■ Tasks to perform ■
A - Repeat word for word the passage on illegal immigration and brain injury, everything from "More so, the" down to "their medication, etc.".
B - Go on with the passage on illegal immigration and brain injury, picking up after its final sentence.

■ Extract provided ■
· · ·

To begin, what if the illegal immigrant is the culprit?  What if the illegal immigrant causes someone to have a brain injury, either intentionally or inadvertently?  First, the police or whomever is pursuing the case must find them.  Since illegal immigrants are largely undocumented, this can be a hard task.  For better or worse, depending on your political ideology, a number of states are now allowing an illegal immigrant to legally obtain a driver’s license and register their car.  In January 2015, for example, California signed into law AB60, which, “requires the [DMV] to issue an original driver’s license to an applicant who is unable to submit satisfactory proof of legal presence in the United States.”  New Jersey, with the support of Governor Phil Murphy, is now preparing for a similar bill, Assembly Bill No. 1738, to pass.  If this bill passes, it will make New Jersey the 13th state, plus the District of Columbia, to allow this.  (What the consequences are for an illegal immigrant who inflicts injury on another person, such as through a car accident and even if they are legally licensed, is unclear.  They are subject to criminal charges, but civil action may be more difficult.  As they are illegal, and many do not submit tax returns, which would show their yearly income, monetary consequences to cover such things as rehabilitation costs are not possible.)

More so, the government does not seem to account for the economic costs of brain injury:  For the victim, there will be a lose of future wages as, even if the victim is able to return to work, they will be away for a bit.  Additionally, when returning to work, a brain injured individual may have to pursue a career that is less cognitively and/or physically demanding and often less lucrative than their previous occupation.  For the Internal Revenue Service (IRS), this means less taxable dollars are earned.  Also, the brain injured individual may stay longer or indefinitely on Medicare and/or Medicaid.  The government then is required to help pay for their doctors’ visits, their medication, etc.

· · ·

(Stored data entries)
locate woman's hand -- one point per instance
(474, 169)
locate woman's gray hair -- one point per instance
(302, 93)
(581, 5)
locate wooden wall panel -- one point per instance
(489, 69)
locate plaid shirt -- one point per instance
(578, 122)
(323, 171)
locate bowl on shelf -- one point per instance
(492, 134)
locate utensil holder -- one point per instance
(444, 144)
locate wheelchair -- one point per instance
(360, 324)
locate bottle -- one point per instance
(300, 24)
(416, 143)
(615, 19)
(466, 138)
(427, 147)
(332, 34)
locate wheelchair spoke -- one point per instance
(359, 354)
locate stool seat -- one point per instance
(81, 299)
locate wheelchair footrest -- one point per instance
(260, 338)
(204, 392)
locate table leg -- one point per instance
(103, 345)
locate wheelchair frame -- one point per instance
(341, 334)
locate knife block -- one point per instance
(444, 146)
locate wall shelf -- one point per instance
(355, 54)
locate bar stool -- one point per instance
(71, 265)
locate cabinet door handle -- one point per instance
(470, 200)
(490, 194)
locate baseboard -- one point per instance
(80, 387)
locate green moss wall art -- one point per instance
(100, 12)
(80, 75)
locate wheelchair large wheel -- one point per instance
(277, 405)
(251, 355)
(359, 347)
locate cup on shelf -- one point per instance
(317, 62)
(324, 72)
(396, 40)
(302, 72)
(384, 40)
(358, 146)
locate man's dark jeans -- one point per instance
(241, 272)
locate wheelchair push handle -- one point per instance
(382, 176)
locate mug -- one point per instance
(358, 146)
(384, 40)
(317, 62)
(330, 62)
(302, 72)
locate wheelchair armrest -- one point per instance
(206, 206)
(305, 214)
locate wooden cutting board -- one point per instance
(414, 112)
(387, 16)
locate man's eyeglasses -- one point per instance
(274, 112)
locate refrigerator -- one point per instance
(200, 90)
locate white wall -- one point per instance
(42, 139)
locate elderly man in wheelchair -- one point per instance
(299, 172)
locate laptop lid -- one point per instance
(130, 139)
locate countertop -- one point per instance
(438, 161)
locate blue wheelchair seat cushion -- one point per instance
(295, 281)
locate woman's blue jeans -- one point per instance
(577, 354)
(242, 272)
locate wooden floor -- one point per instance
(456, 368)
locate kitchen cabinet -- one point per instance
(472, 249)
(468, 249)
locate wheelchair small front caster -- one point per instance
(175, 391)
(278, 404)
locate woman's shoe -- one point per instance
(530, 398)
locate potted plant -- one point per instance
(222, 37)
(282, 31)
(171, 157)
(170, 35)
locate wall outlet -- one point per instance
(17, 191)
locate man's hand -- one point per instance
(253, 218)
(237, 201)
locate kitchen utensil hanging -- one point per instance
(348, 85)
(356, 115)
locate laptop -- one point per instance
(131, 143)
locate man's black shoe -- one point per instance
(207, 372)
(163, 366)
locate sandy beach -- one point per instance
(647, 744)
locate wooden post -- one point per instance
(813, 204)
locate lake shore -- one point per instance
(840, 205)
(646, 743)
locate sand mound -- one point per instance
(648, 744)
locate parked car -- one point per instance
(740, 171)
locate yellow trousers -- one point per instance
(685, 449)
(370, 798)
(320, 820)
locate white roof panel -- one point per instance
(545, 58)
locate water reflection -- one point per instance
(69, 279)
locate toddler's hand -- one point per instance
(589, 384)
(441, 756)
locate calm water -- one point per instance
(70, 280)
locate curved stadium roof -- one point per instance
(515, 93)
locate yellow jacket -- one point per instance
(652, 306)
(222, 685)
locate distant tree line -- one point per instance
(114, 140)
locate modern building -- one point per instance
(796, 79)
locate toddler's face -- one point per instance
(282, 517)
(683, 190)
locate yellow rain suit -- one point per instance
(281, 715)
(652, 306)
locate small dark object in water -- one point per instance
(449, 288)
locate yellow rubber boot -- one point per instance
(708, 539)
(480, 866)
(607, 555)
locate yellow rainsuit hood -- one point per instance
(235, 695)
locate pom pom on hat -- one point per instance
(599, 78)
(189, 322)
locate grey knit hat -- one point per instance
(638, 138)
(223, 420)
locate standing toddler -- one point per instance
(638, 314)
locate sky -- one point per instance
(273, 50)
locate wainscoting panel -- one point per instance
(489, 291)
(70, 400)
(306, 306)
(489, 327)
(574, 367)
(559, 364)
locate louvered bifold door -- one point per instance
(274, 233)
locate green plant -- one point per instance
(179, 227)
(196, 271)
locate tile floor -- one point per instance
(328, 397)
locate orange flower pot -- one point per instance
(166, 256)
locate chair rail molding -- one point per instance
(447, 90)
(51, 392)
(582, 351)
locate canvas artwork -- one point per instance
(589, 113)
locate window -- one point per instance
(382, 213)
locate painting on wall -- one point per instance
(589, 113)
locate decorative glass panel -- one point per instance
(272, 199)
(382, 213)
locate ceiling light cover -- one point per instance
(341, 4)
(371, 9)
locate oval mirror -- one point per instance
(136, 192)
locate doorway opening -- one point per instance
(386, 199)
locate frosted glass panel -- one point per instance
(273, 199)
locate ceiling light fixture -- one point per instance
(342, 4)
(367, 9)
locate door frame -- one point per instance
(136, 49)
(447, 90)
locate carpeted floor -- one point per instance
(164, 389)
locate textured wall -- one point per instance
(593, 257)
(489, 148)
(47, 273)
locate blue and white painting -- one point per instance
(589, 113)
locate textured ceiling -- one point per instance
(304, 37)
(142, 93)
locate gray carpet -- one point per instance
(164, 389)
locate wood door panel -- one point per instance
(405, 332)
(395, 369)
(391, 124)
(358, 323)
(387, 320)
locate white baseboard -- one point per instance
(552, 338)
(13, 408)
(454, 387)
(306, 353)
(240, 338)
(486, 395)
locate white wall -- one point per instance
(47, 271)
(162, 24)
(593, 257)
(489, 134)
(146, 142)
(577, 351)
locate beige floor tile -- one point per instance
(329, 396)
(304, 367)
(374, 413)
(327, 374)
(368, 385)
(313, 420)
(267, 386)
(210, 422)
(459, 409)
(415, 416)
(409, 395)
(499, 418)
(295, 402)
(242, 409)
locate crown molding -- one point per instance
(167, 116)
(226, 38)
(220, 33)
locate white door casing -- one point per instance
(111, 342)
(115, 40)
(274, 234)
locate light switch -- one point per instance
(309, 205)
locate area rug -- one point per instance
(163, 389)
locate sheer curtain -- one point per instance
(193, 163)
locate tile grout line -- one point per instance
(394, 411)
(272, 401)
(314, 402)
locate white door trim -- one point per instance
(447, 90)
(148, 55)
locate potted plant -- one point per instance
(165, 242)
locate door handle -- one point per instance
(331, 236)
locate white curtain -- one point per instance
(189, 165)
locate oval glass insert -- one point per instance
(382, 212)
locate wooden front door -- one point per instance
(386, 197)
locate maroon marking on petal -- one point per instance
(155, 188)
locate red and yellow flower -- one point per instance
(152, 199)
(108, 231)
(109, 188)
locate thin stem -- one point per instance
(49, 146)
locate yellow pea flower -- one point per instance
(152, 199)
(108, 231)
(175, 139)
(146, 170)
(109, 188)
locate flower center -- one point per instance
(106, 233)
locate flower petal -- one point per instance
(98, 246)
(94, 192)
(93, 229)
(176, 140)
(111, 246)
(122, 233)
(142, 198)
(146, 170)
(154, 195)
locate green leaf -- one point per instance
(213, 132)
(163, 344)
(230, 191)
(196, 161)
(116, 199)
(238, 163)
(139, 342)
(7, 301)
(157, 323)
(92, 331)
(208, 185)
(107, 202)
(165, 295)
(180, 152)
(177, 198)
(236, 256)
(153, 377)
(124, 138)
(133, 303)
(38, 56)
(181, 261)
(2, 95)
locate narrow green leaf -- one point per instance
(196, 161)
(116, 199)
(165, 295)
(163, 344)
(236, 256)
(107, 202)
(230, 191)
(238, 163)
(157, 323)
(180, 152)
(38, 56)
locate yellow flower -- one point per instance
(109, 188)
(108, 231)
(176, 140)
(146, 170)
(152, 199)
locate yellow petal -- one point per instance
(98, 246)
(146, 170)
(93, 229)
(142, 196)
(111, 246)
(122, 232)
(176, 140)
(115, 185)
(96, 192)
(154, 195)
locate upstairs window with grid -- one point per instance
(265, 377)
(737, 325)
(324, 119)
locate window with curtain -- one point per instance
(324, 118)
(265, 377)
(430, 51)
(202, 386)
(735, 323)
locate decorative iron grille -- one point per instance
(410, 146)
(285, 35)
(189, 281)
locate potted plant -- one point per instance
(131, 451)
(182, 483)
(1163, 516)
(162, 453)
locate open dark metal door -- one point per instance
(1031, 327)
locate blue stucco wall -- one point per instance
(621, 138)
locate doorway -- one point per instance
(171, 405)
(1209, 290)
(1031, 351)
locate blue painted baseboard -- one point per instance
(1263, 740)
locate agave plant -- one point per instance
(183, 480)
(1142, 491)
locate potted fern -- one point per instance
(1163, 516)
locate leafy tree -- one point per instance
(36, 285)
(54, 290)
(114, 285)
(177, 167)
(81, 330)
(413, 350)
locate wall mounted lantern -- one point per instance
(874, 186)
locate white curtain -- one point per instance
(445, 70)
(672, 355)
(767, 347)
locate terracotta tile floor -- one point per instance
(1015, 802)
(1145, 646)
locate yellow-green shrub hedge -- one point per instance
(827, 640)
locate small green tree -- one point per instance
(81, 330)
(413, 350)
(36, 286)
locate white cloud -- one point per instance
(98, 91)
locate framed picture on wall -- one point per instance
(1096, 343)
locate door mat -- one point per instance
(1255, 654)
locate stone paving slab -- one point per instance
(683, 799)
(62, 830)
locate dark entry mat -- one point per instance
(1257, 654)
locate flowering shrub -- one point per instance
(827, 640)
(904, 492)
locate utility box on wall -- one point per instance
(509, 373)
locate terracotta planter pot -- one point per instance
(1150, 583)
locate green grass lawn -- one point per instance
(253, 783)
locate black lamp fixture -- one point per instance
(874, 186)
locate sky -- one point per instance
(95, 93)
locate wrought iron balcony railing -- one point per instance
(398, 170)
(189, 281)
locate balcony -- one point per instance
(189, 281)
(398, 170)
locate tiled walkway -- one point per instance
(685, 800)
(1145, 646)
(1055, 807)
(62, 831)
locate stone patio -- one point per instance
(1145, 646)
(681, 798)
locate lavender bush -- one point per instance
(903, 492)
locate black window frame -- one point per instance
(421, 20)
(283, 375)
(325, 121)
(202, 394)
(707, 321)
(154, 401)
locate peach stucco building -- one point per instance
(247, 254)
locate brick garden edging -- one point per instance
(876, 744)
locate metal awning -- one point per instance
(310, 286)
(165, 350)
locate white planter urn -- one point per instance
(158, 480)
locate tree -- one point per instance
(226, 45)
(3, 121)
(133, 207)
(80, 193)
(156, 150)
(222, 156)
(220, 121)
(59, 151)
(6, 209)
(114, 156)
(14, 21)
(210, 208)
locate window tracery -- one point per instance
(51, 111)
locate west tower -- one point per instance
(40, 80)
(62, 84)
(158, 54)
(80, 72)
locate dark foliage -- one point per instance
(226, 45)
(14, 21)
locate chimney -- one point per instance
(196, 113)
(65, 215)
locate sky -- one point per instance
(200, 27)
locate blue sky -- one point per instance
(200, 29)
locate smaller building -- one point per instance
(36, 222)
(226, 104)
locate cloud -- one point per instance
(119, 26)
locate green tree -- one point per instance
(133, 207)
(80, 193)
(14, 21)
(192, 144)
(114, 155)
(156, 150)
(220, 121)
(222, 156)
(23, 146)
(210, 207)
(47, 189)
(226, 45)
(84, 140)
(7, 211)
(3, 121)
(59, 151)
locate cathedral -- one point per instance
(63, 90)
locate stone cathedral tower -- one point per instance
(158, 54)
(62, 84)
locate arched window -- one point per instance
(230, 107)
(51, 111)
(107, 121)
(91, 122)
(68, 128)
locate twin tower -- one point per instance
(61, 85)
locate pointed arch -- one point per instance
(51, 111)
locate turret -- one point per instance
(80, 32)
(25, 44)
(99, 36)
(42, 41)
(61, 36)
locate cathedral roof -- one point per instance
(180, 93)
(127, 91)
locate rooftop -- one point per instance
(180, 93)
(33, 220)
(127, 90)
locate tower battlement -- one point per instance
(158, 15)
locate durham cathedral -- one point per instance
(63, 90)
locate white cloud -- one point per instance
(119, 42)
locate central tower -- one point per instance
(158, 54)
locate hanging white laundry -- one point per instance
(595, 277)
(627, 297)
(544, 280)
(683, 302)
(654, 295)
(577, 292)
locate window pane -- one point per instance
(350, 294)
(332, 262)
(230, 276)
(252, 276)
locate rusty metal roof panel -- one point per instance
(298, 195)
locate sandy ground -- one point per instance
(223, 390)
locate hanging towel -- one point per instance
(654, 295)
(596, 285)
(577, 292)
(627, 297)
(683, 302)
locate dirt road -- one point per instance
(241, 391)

· · ·

■ Activity answers ■
A -
More so, the government does not seem to account for the economic costs of brain injury:  For the victim, there will be a lose of future wages as, even if the victim is able to return to work, they will be away for a bit.  Additionally, when returning to work, a brain injured individual may have to pursue a career that is less cognitively and/or physically demanding and often less lucrative than their previous occupation.  For the Internal Revenue Service (IRS), this means less taxable dollars are earned.  Also, the brain injured individual may stay longer or indefinitely on Medicare and/or Medicaid.  The government then is required to help pay for their doctors’ visits, their medication, etc.

B -
But, how about when the illegal immigrant is the victim?  No one wants to see a person, legal or not, suffer or even die due to lack of medical care.  All told, the government is financing about $18.5 billion a year for medical care of unauthorized immigrants.  Of this total, “federal taxpayers provided $11.2 billion in subsidized care to unauthorized immigrants in 2016.”  (“A relatively small number of undocumented immigrants, perhaps in the tens of thousands, obtain health insurance through private employers,” states a 2016 article.)  However, a page on the NIH website, written by an individual who had authored other pages on ethics, as it relates to illegal immigrants, notes that, “the Patient Protection and Affordable Care Act of 2010 ignored the health care of undocumented immigrants and will not provide relief to undocumented patients with catastrophic illness like ESRD, cancer, or traumatic brain injuries.”

There are local health clinics, hospital emergency rooms and free medical school clinics that must treat everyone, regardless of legality.*  Additionally, some doctors will treat undocumented immigrants, off the record.  Treatment for brain injury though, requires more than a brief trip to the doctor.  As an article from 2009, when illegal immigrants were treated differently by the government than now, is titled, “Struggling to find post-acute care for undocumented and uninsured immigrants.”  Should ethics trump legality, no pun intended?

*Another article recounts the story of an illegal man, without insurance, who suffered a stroke.  Though the hospital legally had to treat him, his care would be uncertain the second he stepped out of the hospital grounds.  Would receiving care for his stroke result in a “medical deportation”?  Ultimately, the hospital was able to find the man’s family in Mexico, but the trip to return him to his family cost $50,000 and was paid entirely by the government.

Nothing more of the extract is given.